* **PROBLEMS AND TASKS**:
a. In the NIBC Bank announcement that follows, what date appears beneath the issuer's name?
b. List every territory or possession of the United States that the NIBC Bank announcement below names in its parenthetical.
c. Extend the NIBC Bank announcement given below, beginning right after its final sentence.

* **QUOTED TEXT**:
--- BEGIN ---
TIDM49WP
RNS Number : 6327W
NIBC Bank N.V.
13 December 2023
NOT FOR RELEASE, PUBLICATION OR DISTRIBUTION IN OR INTO OR TO
ANY PERSON LOCATED OR RESIDENT IN THE UNITED STATES OF AMERICA, ITS
TERRITORIES AND POSSESSIONS (INCLUDING PUERTO RICO, THE U.S. VIRGIN
ISLANDS, GUAM, AMERICAN SAMOA, WAKE ISLAND AND THE NORTHERN MARIANA
ISLANDS, ANY STATE OF THE UNITED STATES OF AMERICA AND THE DISTRICT
OF COLUMBIA) (THE "UNITED STATES ") OR TO ANY U.S. PERSON (AS
DEFINED IN THE TENDER OFFER MEMORANDUM (AS DEFINED BELOW)) OR IN OR
INTO ANY OTHER JURISDICTION WHERE IT IS UNLAWFUL TO RELEASE,
PUBLISH OR DISTRIBUTE THIS DOCUMENT.
--- END ---
* **DATASET ENTRIES**:
--- BEGIN ---
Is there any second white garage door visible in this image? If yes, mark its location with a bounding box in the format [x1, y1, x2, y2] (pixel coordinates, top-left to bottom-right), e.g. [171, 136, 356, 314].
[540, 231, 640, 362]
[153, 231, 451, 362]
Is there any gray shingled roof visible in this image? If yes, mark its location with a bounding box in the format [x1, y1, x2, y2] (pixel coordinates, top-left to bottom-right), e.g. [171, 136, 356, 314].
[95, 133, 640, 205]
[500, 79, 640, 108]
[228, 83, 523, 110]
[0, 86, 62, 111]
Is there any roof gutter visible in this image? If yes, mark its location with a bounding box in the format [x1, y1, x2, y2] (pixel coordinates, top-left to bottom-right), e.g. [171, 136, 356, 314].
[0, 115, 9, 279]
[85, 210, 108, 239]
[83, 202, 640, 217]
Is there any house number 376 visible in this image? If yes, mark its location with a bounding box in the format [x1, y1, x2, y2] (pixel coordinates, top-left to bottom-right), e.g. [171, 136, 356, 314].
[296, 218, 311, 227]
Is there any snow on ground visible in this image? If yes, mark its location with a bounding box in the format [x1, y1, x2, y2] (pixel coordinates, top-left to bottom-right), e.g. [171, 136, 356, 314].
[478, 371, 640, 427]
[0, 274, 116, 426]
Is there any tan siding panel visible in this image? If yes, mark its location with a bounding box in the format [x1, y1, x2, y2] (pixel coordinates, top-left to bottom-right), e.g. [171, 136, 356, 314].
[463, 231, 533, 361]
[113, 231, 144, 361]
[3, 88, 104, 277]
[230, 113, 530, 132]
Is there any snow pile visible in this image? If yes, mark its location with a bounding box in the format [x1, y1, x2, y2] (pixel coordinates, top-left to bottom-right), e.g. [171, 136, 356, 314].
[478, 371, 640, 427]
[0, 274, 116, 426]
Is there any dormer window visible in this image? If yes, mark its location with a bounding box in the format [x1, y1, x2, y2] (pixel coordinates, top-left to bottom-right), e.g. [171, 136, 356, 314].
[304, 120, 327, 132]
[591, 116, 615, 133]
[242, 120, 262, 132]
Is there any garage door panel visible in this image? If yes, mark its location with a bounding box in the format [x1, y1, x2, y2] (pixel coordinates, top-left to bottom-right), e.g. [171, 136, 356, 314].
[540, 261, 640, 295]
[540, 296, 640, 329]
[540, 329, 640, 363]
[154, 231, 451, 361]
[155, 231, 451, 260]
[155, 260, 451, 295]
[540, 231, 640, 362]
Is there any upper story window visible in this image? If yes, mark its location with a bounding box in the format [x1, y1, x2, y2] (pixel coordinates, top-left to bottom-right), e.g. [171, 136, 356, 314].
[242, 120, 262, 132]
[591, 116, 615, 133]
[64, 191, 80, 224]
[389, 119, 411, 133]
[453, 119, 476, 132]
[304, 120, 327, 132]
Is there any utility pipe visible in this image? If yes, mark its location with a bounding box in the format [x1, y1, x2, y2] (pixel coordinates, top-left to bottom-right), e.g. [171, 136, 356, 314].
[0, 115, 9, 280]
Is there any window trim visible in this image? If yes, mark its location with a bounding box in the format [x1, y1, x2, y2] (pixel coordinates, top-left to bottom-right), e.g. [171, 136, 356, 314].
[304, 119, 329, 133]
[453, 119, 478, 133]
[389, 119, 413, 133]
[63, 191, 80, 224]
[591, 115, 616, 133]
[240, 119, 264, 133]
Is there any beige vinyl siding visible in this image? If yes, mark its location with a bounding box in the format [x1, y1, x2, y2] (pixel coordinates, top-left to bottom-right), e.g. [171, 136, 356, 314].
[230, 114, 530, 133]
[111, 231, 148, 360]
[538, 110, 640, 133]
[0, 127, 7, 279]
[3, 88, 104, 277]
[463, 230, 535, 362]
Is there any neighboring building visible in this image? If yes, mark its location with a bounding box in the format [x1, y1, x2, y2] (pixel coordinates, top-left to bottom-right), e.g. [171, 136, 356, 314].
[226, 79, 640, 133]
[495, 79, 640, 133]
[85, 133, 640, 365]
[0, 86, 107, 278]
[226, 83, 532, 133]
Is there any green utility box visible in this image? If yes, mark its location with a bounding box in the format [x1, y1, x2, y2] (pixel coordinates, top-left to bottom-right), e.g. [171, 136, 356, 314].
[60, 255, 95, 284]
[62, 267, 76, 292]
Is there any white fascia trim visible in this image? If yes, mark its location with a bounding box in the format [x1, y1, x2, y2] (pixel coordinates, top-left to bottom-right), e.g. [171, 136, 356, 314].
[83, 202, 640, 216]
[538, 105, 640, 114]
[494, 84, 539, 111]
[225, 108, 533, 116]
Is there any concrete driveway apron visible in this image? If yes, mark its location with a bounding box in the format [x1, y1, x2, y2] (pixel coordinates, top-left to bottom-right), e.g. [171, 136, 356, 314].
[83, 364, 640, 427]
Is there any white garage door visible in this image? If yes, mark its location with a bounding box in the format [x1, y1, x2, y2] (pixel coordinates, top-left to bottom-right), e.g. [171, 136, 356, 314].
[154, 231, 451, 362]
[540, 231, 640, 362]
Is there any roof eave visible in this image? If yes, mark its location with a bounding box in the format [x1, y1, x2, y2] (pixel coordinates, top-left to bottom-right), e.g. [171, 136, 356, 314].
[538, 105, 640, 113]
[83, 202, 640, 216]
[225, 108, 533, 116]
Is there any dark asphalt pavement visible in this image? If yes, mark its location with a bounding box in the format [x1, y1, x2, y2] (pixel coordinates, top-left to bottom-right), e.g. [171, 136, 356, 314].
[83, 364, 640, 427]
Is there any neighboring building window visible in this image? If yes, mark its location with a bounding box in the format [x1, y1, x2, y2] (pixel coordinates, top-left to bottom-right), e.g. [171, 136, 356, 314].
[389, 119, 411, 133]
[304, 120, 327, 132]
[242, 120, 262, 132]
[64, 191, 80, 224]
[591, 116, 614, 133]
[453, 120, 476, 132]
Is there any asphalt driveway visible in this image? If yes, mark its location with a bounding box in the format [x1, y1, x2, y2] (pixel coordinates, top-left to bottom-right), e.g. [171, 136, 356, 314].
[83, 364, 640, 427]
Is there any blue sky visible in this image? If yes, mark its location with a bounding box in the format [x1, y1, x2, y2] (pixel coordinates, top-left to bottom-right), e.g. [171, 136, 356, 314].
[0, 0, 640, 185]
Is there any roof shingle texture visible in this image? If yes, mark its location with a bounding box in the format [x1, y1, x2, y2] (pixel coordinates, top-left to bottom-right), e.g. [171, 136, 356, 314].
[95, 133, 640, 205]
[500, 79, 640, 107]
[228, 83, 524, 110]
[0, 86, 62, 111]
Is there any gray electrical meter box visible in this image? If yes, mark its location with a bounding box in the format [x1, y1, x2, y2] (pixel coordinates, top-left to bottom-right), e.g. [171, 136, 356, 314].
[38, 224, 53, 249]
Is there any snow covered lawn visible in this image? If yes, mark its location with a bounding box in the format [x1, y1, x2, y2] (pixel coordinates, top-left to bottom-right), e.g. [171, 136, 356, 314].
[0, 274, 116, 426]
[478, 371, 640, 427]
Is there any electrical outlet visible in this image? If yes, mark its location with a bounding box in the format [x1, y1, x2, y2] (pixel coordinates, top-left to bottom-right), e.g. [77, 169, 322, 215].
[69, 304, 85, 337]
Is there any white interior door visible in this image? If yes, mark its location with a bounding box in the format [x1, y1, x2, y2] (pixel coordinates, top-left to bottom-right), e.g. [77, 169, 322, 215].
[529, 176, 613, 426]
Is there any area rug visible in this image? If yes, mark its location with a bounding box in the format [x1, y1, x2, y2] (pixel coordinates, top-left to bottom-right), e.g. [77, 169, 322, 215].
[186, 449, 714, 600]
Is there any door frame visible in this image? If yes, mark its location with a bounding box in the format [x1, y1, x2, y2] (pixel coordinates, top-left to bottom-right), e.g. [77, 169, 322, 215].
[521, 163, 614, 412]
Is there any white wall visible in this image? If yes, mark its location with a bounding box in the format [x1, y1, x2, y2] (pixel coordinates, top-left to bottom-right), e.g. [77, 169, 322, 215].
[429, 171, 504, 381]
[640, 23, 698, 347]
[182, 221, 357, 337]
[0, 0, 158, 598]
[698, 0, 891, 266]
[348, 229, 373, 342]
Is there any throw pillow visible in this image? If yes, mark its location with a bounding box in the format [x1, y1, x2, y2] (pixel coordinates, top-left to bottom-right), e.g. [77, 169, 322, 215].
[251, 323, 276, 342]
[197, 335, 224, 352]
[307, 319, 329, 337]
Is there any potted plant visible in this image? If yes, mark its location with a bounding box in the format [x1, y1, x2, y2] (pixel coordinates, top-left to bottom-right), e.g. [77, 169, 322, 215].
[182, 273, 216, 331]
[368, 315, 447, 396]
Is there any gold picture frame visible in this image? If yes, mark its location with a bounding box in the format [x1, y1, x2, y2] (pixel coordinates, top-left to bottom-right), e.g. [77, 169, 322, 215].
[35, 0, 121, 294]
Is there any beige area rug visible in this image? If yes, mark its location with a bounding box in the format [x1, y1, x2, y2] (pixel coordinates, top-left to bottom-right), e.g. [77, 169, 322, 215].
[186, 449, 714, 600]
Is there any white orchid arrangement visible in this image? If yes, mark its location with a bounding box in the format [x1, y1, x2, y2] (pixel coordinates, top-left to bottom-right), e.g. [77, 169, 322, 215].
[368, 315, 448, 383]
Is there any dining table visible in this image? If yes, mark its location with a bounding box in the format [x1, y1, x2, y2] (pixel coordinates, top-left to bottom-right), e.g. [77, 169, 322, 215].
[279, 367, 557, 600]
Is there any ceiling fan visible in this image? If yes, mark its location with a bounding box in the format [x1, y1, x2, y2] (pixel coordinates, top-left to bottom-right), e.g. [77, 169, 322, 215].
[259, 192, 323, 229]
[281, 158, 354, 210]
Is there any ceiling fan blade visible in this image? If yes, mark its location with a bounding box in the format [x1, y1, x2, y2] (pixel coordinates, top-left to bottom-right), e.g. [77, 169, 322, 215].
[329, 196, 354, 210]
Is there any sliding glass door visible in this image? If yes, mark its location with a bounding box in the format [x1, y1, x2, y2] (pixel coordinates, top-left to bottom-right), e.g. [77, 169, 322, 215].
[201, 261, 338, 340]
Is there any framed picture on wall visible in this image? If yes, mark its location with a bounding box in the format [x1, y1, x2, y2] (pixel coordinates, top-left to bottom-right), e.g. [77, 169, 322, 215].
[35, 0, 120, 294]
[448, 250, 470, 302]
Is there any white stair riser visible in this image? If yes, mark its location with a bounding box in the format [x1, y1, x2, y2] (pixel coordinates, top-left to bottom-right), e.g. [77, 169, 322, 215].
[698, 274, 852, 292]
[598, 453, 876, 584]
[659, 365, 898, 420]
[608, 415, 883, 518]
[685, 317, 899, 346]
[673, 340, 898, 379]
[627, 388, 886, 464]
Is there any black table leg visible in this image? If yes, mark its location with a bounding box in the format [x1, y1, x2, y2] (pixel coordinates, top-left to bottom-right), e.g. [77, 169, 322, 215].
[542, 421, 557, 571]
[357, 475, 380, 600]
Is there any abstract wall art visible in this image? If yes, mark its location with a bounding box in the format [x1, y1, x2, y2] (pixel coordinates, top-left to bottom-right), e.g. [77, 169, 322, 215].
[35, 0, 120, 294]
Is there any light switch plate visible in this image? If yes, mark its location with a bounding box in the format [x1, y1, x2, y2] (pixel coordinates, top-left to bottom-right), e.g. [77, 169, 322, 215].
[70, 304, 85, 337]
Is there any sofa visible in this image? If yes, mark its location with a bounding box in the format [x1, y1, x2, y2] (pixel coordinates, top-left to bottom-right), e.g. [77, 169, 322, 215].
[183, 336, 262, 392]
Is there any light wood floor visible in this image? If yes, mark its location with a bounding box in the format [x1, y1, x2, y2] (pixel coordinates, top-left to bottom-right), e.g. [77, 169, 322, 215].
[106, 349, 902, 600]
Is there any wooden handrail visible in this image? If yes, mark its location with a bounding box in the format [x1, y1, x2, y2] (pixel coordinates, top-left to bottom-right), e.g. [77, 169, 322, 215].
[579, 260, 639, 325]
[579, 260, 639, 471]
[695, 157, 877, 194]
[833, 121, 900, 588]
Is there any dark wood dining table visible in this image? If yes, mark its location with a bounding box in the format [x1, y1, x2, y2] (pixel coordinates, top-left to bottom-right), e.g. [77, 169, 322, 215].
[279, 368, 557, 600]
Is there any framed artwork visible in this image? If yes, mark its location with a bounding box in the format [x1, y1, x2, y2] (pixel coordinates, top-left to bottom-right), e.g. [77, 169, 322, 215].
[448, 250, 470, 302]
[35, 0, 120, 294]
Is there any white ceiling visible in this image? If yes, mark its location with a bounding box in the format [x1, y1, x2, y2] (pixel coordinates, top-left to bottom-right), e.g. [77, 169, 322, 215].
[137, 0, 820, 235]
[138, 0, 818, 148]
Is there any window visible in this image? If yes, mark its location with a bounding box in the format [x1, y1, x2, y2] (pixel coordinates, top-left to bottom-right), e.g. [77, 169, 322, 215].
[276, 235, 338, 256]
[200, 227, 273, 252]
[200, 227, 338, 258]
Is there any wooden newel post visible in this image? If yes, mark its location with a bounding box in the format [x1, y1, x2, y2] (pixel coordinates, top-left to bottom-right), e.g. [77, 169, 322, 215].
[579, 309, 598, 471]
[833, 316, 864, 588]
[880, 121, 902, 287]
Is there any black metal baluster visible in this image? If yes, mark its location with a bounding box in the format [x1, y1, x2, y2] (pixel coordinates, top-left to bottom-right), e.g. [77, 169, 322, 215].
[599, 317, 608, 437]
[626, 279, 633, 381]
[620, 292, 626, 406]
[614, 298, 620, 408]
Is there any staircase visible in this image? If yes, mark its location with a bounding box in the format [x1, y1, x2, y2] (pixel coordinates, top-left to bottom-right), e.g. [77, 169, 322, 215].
--- END ---
* **EXPECTED OUTPUTS**:
a. 13 December 2023

b. Puerto Rico, the U.S. Virgin Islands, Guam, American Samoa, Wake Island, and the Northern Mariana Islands.

c.
13 DECEMBER 2023
NIBC BANK N.V. ANNOUNCES FINAL RESULTS OF THE TENDER OFFER FOR
ITS OUTSTANDING EUR100,000,000 EURO FIXED/FLOATING RATE PERPETUAL
DEBT SECURITIES (ISIN: XS0249580357) AND ITS OUTSTANDING
U.S.$100,000,000 CMS LINKED PERPETUAL DEBT SECURITIES (ISIN:
XS0215294512)
On 5 December 2023, NIBC Bank N.V. (formerly known as NIBC
Capital Bank N.V.) (the "Issuer") launched invitations to holders
of its outstanding (i) EUR100,000,000 Euro Fixed/Floating Rate
Perpetual Debt Securities (ISIN: XS0249580357) (the "EUR Notes")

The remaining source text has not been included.